→ Exercise goal: Nothing outside the range below should be printed. Output exactly the lines from the line with "point: white pleated" to the line with "point: person in", both included.

→ Given entries:
********

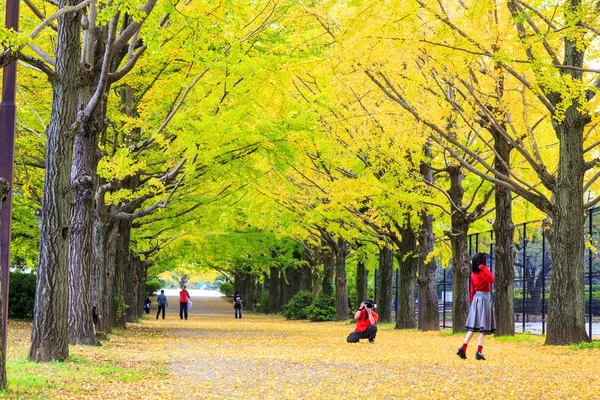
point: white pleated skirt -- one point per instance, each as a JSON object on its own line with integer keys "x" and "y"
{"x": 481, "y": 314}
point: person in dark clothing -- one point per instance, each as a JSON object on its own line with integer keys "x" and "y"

********

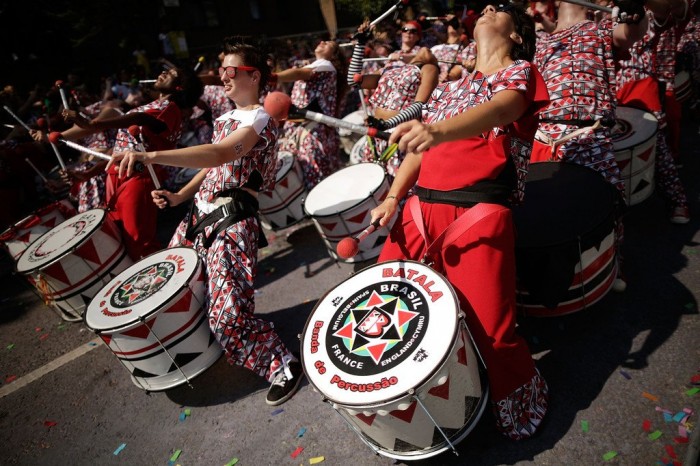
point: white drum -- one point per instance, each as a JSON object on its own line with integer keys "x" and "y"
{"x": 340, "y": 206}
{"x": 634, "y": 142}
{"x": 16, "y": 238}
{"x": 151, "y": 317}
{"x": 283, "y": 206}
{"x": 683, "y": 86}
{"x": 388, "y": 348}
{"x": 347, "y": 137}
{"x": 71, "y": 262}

********

→ Problem solution:
point: white pleated skirt -- one point per instance, each as a JSON object on its own line with integer keys "x" and "y"
{"x": 481, "y": 314}
point: person in dark clothing -- one point per instance, each as a JSON object on its own line with integer keys "x" and "y"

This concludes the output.